TASKS AND EXERCISES -
A. Retype the passage of the floating city apps article between "His idea is" and "the same way.", inclusive, with every word and punctuation mark unchanged.
B. Extend the article on floating city apps, beginning right after its final sentence.

DOCUMENT SEGMENT -

::::

By Sam Becker
Cheatsheet business
August.2014
According to the U.N., approximately 40% of the world’s population lives relatively close to a coastline. Even more than that live in close proximity to rivers and lakes. Together, rivers, lakes, and the sea all offer a wide variety of conveniences, resources, and a method of transportation, making human civilization inherently tied to the water itself. As water has universally been used as a means of exploration and transport for millennia, naturally it makes a fitting tool to use for tackling some of the world’s modern problems, including poverty and medical and education issues.
The question was how to best utilize it. Well, we may have our answer.
One man is revolutionizing the way the world sees cities by bringing a bold new idea to the table. Instead of viewing the idea of cities as static, brick-and-mortar establishments, Koen Olthuis instead likes to imagine them as flexible and malleable — able to adapt to the shifting needs of its citizens. Olthuis has an architectural firm based in the Netherlands called Waterstudio, which has been hard at work creating, among other things, floating houseboats, floating hotels, and even underwater structures. But Olthuis’ true target is the persistent and widespread poverty that sits adjacent to many of the world’s waterways, and use them as a means to deliver help in the form of hospitals and schools.
His idea is called Floating City Apps, which are constructed from recycled shipping containers and built on floating, barge-like structures, ensuring that they are easily moved from place to place, depending on where they are needed. The name comes from the idea of adjusting the apps on a mobile phone according to a user’s needs; City Apps would be able to reconfigure the layouts of slums in the same way.
So, how exactly would Olthuis’ idea work in the real world? As the Floating City Apps blog explains, “first a slum is mapped and local problems are related to water potential in the slum. The Floating City App with the most impact or effect is selected. With the help of our network, licenses and local manager or entrepreneur is selected. The Floating City App will be transported from The Netherlands to the slum.”
After the physical structure itself is shipped to its end destination, local licensees would then take over . “Locally the floating foundation will be built from collected used PET bottles supported by a steel frame. The City App is placed on the function a business model for payed use of the Floating City App is executed in order to get a ROI for the investors. In case of any change in situation the City App can be reused relocated or sent back to The Netherlands.”
In a nutshell, the Floating City App functions as a small business, which is built in the Netherlands and shipped to wherever it is needed. It is then licensed to a local entrepreneur until it is no longer deemed necessary or wanted.
The idea itself is a bit unorthodox, but it does set the wheels in motion for some interesting business models, and could be a very effective way to strategically build in areas of need. In fact, in a way, Floating City Apps open up a route for entrepreneurs to engage the free market in an entirely new way — by offering public services like sanitation or education to places that may be severely lacking.
Imagine a City App anchored dockside near an under-served community that offers Internet access to those who have never had it before? Or even a floating medical center after a natural disaster? The potential applications are numerous, and the idea lends a whole new way to how architects, planners, and engineers can use the topographies of certain cities.

::::

DATA PROVIDED -
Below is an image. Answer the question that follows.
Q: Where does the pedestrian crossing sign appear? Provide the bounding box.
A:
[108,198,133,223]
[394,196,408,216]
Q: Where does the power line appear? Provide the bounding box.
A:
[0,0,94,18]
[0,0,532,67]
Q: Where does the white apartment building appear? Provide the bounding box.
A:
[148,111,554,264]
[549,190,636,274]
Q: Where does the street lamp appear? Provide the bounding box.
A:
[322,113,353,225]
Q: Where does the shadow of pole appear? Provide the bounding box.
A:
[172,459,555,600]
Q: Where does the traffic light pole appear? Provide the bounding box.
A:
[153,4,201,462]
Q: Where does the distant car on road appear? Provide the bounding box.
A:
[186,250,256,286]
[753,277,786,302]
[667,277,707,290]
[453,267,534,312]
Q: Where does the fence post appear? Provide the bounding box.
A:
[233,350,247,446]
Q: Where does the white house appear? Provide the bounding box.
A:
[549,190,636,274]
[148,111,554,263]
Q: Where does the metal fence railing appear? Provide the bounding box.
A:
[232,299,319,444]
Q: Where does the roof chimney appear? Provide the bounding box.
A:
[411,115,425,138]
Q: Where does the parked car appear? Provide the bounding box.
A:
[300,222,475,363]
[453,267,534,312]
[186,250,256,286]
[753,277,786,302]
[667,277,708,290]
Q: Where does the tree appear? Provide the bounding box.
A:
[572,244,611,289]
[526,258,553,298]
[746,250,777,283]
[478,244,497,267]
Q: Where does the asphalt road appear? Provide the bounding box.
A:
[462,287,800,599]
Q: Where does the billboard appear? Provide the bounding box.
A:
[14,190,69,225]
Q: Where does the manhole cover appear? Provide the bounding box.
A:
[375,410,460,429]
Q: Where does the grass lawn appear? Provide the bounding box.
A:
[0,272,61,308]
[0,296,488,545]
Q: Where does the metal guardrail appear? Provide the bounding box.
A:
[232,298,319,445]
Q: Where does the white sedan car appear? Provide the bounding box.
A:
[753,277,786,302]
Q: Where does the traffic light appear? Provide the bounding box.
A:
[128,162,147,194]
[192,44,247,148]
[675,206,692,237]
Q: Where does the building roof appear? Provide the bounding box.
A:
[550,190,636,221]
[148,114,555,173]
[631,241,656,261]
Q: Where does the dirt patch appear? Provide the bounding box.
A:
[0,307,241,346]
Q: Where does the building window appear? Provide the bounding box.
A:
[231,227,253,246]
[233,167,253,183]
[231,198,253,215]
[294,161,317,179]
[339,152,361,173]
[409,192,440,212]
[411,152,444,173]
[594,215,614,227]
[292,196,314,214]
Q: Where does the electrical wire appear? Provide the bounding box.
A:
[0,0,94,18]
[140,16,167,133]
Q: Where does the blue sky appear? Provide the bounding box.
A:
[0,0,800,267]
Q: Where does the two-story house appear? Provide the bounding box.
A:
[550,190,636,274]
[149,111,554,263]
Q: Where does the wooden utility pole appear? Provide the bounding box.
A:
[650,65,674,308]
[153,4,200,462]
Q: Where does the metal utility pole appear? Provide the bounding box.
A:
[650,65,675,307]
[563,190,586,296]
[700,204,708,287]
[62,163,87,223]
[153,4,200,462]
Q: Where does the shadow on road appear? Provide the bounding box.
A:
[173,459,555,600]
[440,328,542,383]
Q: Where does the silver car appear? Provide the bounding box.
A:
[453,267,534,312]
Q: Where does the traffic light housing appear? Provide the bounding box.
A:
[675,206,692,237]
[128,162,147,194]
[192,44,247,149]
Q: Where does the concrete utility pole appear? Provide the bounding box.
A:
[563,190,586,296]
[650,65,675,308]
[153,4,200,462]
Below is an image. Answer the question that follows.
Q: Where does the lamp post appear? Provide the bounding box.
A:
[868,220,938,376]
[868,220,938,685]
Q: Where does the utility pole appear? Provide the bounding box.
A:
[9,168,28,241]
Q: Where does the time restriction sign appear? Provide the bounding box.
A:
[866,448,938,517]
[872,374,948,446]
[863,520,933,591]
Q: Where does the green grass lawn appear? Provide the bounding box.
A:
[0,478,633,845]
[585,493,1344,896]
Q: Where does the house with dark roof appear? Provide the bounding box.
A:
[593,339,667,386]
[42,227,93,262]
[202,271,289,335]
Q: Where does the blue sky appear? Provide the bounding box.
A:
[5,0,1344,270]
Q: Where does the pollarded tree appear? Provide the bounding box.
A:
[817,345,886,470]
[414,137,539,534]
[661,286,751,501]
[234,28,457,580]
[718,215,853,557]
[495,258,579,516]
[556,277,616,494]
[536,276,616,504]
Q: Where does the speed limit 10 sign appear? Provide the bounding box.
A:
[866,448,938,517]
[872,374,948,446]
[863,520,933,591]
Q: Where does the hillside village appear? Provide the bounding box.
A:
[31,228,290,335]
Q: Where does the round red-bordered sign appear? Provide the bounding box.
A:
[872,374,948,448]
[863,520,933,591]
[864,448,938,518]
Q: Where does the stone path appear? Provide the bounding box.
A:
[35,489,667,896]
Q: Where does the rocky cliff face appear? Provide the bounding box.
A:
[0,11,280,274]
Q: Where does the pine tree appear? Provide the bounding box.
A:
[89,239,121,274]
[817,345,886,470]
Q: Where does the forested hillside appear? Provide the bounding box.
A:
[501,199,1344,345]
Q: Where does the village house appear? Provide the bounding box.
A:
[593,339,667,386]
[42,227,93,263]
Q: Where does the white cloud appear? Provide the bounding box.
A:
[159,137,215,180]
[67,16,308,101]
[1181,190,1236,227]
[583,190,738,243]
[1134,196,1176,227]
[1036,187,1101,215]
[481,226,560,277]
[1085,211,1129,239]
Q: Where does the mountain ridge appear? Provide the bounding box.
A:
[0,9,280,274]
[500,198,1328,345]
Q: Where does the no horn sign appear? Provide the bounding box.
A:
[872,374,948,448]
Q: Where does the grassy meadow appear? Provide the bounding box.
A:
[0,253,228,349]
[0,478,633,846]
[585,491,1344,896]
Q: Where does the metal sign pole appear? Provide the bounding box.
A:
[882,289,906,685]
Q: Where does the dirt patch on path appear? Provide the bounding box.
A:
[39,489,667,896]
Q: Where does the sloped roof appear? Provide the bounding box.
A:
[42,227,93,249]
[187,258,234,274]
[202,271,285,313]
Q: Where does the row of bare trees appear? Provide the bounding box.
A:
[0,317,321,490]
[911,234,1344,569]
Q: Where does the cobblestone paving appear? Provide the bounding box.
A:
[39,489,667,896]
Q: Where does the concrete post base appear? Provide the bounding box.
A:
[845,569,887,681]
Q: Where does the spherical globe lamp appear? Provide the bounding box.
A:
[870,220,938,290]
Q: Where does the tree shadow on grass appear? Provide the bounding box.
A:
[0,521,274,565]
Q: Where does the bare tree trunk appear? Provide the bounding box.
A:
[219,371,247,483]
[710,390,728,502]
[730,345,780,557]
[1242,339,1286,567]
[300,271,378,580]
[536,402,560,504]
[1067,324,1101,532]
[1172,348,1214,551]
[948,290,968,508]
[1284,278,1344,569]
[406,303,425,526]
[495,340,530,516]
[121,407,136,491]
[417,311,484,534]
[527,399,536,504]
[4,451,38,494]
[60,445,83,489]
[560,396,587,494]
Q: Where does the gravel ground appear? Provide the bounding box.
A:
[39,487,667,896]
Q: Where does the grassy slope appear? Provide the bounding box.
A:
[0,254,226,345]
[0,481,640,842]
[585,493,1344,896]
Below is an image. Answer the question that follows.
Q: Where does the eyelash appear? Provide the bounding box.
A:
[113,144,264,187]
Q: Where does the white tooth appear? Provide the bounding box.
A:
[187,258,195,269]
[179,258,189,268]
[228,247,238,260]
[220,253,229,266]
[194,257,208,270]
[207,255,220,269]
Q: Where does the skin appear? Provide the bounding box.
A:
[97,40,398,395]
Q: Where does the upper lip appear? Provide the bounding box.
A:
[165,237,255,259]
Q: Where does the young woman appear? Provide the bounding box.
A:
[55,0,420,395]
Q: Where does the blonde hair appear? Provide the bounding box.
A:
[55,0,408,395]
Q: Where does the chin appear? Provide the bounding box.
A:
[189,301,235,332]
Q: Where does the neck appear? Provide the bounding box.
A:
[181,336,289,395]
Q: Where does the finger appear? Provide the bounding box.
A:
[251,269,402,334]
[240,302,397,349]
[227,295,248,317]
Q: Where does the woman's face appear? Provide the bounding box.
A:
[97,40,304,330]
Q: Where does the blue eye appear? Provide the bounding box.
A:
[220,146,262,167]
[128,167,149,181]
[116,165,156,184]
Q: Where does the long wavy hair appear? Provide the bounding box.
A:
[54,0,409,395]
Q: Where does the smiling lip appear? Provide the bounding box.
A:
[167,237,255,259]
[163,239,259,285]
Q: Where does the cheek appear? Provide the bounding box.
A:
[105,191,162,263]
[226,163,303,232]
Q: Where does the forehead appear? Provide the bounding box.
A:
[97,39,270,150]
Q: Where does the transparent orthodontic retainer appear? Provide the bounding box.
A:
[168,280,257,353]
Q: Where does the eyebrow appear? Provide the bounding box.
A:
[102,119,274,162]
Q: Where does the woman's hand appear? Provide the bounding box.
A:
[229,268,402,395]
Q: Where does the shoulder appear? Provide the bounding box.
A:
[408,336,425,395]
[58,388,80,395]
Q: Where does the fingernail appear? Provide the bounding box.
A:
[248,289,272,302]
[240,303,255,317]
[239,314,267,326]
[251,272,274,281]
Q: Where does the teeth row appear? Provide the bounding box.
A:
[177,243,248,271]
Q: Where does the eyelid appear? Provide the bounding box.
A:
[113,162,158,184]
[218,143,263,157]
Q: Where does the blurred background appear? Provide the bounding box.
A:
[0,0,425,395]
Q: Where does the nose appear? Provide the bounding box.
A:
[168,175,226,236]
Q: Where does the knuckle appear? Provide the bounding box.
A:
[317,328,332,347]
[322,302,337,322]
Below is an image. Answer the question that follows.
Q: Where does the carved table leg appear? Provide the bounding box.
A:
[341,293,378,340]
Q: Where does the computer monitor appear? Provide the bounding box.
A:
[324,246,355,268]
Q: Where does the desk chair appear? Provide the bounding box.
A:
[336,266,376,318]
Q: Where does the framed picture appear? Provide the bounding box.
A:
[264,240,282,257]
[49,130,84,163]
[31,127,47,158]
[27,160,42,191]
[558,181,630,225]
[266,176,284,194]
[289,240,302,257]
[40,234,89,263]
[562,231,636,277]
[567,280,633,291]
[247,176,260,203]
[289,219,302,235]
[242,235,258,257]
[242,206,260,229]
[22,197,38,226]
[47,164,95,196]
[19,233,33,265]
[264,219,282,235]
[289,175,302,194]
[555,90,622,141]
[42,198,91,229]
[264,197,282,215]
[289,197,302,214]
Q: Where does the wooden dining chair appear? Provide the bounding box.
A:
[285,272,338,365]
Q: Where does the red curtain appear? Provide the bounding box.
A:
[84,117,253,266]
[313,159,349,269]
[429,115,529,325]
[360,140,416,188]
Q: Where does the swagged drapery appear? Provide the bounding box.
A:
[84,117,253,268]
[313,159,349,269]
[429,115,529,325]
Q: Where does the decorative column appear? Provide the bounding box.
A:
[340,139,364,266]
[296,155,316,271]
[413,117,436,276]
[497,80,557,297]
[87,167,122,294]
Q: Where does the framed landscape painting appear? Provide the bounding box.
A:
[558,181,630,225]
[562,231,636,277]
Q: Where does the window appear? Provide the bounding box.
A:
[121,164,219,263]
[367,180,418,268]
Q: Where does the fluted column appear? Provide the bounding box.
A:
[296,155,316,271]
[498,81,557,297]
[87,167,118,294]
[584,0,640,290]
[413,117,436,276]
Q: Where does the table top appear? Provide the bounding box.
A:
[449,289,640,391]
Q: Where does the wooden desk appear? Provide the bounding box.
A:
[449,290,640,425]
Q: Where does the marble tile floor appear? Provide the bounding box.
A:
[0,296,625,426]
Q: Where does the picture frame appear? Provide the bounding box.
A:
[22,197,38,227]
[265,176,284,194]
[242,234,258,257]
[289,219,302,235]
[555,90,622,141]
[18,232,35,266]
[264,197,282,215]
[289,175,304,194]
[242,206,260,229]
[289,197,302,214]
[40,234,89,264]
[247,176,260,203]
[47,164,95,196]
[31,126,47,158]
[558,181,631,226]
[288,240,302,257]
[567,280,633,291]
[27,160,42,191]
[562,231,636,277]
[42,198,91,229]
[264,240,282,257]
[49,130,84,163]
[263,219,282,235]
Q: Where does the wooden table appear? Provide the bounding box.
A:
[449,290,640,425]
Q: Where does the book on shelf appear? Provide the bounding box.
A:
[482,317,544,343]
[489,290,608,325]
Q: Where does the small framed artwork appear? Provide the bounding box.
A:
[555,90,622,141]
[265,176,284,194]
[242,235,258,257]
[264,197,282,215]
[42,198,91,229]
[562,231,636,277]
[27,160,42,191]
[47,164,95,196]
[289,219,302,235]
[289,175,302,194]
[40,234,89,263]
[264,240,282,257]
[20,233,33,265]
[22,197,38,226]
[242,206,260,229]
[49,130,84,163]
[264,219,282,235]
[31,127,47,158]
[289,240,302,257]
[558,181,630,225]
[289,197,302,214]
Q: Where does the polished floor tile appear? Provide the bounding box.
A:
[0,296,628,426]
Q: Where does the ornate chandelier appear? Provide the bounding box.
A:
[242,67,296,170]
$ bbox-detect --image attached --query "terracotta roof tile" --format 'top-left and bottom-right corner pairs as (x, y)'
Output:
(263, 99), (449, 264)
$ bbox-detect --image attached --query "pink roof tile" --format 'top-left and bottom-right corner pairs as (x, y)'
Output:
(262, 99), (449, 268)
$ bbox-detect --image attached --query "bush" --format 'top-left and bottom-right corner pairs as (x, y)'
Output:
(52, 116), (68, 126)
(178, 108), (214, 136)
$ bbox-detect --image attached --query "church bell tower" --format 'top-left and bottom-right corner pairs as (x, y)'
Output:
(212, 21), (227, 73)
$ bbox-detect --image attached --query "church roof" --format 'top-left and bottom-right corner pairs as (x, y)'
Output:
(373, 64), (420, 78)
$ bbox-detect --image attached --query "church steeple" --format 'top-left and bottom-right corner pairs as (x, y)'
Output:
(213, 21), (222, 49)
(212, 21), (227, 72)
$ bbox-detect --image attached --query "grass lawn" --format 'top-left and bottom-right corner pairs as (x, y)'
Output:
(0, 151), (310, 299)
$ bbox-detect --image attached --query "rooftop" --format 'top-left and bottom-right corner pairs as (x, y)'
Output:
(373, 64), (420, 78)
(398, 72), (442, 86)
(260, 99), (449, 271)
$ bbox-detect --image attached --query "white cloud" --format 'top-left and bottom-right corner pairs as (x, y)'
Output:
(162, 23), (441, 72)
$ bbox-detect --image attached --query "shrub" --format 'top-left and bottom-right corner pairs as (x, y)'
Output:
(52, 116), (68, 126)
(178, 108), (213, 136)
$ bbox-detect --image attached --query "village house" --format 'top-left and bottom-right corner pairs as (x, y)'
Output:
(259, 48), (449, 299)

::::

RESPONSE LIST -
A.
His idea is called Floating City Apps, which are constructed from recycled shipping containers and built on floating, barge-like structures, ensuring that they are easily moved from place to place, depending on where they are needed. The name comes from the idea of adjusting the apps on a mobile phone according to a user’s needs; City Apps would be able to reconfigure the layouts of slums in the same way.

B.
With other factors like climate change leading to impending sea level rises, Floating City Apps may become less of an out-of-the-box idea and more of a necessity in the near future. The idea appears to have merit, and there’s really nothing standing in the way of its feasibility. There are many cities and areas across the world that could benefit from the use of floating service centers. Olthuis himself notes during his TED Talk, seen above, that cities are still built the way they were hundreds of years ago, and engineers need to find a way to take advantage of the water and the space that it provides.
“They’re flexible, they’re reusable, and can work as instant solutions,” Olthuis said of his Floating City Apps. “And they can be much more than only housing. All kinds of functions we can use (them for). Islands, floating beaches, cruise terminal, floating rotating tower, floating roads, agriculture, even a complete floating forest.”
“Almost anything you can think of can also be done on the water,” he adds.
If even a fraction of those ideas are able to be successfully pulled off in the real world, Olthuis’s idea could, in fact, be world-changing. For cities that are located next to large bodies of water and that are densely populated — think locations in Asia or Europe — entirely new neighborhoods could spring up to alleviate congestion and density.
Of all the potential applications, perhaps the most exciting concept is that of floating agriculture. If food production can be brought to dense inner cities bordering bodies of water, fresh and more affordable food would become available to those who desperately need it. Even in America, imagine the advantages a floating corn farm in an inner-city bay would bring to local residents. Granted, there are a lot — a whole lot — of factors to consider. But think of the transportation costs that could be cut out by having a food resource ten minutes away from grocery stores, rather than thousands of miles, in America’s heartland.
Olthuis’s idea certainly is bold, if not ingenious. The next step, of course, will be to see if investors jump on board and if the concept can be put to practical use. Even if Floating City Apps take a long time to gain momentum and take to the waterways of the world’s cities, it’s the kind of thinking being displayed by Olthuis that will truly help change the world for the better.
With the challenges the world’s population is set to face in the coming decades and centuries, we’ll need all the radical ideas we can muster.